● **Instruksi Kerja**
1) Menurut kutipan teks, pada umur berapa semangka non biji sudah dapat dipanen?
2) Berdasarkan kutipan teks, jelaskan dalam satu sampai tiga kalimat tujuan diciptakannya semangka tanpa biji.
3) Tolong tentukan apakah setiap pernyataan berikut sesuai dengan kutipan teks. Jawab ya atau tidak, lalu kutip kata-kata penentunya persis sama.
(a) Kulit semangka tanpa biji tampak lebih terang daripada kulit semangka berbiji.
(b) Budidaya semangka tanpa biji memerlukan perlakuan khusus dalam penyerbukan.
(c) Semangka berbiji dapat dipanen sekitar 55 sampai 60 hari setelah tanam.

Semangka tanpa biji atau semangka non biji sebenarnya memiliki sifat yang mirip dengan semangka berbiji, hanya saja verietas semangka tanpa biji telah diolah sedemikian rupa agar semangka yang dihasilkan tidak memiliki biji. Tujuan penciptaan semangka non biji ini yaitu untuk memudahkan saat mengkonsumsinya, untuk membedakan semangka tanpa biji dan semangka berbiji sangat mudah, jika dilihat secara fisik semangka tanpa biji memiliki kulit dan corak yang lebih gelap dibandingkan dengan semangka berbiji. Proses budidaya semangka tanpa biji sedikit lebih rumit dibanding dengan semangka berbiji. Dalam budidaya semangka tanpa biji diperlukan perlakuan yang khusus dalam penyemaian, penyerbukan dan juga pemupukan. Kemungkinan kegagalan akan terjadi jika proses tersebut tidak tepat dilakukan. Selain itu masa panen semangka non biji lebih lama dibandingkan dengan semangka berbiji, semangka berbiji dapat dipanen setelah berumur sekitar 55 - 60 hari setelah tanam, sedangkan semangka non biji dapat dipanen setelah berumur sekitar 65-70 hari setelah tanam.

● **Data Mentah**
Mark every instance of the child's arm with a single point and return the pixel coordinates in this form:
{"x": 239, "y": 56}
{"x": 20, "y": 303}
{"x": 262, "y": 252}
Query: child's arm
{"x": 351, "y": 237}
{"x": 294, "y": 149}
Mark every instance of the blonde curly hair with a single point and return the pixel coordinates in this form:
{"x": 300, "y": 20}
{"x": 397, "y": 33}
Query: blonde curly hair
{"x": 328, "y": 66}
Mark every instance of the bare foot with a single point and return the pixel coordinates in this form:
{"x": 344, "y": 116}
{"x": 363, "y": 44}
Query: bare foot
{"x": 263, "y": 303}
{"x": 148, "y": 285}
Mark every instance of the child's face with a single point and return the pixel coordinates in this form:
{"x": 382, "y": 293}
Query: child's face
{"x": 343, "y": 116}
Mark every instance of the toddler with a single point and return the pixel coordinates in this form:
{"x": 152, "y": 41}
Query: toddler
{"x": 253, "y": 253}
...
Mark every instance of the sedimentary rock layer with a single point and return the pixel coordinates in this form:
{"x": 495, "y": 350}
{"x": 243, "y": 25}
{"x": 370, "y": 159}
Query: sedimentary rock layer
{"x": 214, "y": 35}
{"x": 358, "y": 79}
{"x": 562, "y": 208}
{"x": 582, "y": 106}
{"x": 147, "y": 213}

● **Jawaban Tiap Tugas**
1) Sekitar 65-70 hari setelah tanam.

2) Semangka tanpa biji diciptakan untuk memudahkan saat mengonsumsinya. Karena itu, varietasnya diolah sedemikian rupa sehingga buah yang dihasilkan tidak memiliki biji.

3)
(a) Tidak: "semangka tanpa biji memiliki kulit dan corak yang lebih gelap dibandingkan dengan semangka berbiji"
(b) Ya: "Dalam budidaya semangka tanpa biji diperlukan perlakuan yang khusus dalam penyemaian, penyerbukan dan juga pemupukan"
(c) Ya: "semangka berbiji dapat dipanen setelah berumur sekitar 55 - 60 hari setelah tanam"